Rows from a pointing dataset
------------------------------------

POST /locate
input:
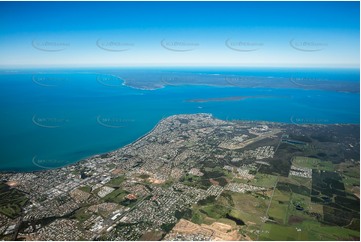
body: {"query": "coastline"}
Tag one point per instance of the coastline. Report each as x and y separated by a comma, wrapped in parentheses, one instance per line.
(85, 159)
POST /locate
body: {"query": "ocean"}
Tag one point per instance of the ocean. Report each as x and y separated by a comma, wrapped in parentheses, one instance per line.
(53, 118)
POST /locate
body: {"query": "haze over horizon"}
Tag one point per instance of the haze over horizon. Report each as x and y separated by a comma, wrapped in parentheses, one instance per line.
(240, 34)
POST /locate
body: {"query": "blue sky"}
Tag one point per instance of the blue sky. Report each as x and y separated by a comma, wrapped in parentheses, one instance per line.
(281, 34)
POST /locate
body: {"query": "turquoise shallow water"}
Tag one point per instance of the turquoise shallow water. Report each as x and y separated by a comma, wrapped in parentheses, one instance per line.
(52, 120)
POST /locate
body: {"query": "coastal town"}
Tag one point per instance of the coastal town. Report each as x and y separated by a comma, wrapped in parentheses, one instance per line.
(193, 177)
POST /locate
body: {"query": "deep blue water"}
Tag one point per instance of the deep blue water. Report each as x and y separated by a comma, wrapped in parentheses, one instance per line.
(50, 120)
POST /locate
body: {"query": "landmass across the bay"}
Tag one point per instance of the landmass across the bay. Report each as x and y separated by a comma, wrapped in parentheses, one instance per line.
(195, 177)
(156, 79)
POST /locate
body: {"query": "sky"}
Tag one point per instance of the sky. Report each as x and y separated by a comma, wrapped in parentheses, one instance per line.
(116, 34)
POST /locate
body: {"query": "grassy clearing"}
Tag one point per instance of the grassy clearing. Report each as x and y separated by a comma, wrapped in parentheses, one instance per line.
(263, 180)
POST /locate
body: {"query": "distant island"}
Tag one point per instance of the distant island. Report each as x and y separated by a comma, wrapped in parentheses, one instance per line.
(156, 79)
(225, 99)
(195, 177)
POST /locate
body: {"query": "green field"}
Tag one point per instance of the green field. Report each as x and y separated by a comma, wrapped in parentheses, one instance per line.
(313, 163)
(115, 196)
(263, 180)
(307, 230)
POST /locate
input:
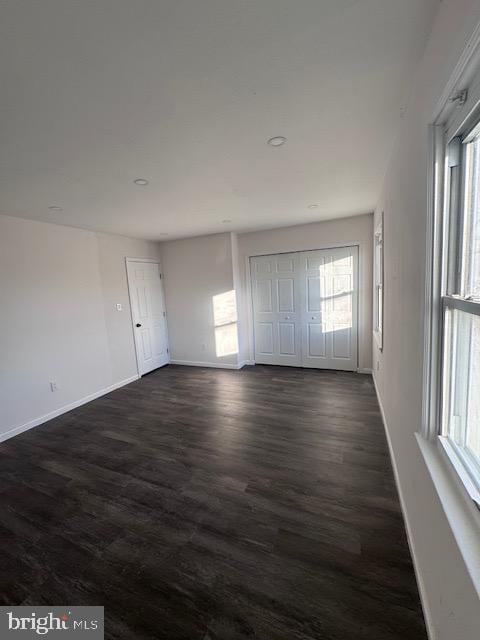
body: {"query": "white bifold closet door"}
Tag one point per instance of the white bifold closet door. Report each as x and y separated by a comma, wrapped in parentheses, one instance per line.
(305, 308)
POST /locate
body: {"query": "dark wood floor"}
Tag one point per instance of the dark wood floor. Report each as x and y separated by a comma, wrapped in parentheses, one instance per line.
(214, 505)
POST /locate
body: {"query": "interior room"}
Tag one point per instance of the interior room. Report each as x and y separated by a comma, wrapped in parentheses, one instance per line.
(240, 336)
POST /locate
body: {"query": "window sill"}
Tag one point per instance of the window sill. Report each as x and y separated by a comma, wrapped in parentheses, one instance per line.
(460, 509)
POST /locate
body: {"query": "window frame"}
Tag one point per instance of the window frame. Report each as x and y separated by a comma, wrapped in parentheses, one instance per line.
(446, 203)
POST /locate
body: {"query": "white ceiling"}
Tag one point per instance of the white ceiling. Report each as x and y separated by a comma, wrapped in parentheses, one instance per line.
(185, 93)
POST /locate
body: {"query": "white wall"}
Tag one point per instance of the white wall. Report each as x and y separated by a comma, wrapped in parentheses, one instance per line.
(319, 235)
(58, 321)
(452, 604)
(196, 270)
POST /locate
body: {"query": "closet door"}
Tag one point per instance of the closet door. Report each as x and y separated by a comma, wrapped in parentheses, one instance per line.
(276, 309)
(305, 308)
(328, 317)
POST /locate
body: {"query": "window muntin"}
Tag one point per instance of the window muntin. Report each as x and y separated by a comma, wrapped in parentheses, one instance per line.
(460, 396)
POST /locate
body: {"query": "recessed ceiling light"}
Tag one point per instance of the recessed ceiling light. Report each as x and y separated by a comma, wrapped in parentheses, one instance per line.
(276, 141)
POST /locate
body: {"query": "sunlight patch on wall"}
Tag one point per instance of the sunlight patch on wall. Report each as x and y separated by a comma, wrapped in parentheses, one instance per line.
(225, 321)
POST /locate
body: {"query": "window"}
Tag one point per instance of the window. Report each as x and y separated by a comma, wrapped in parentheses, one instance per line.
(378, 284)
(458, 395)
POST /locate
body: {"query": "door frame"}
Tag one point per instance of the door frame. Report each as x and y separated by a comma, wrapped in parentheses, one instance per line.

------------------------------------

### [Exercise brief]
Select and copy every line of the records above that contains the word "haze". Case counts.

### [Answer to this task]
body: {"query": "haze over horizon"}
Tag one point per instance of the haze over horizon. Report each as x and y separated by a comma, wrapped in parentheses, one instance per line.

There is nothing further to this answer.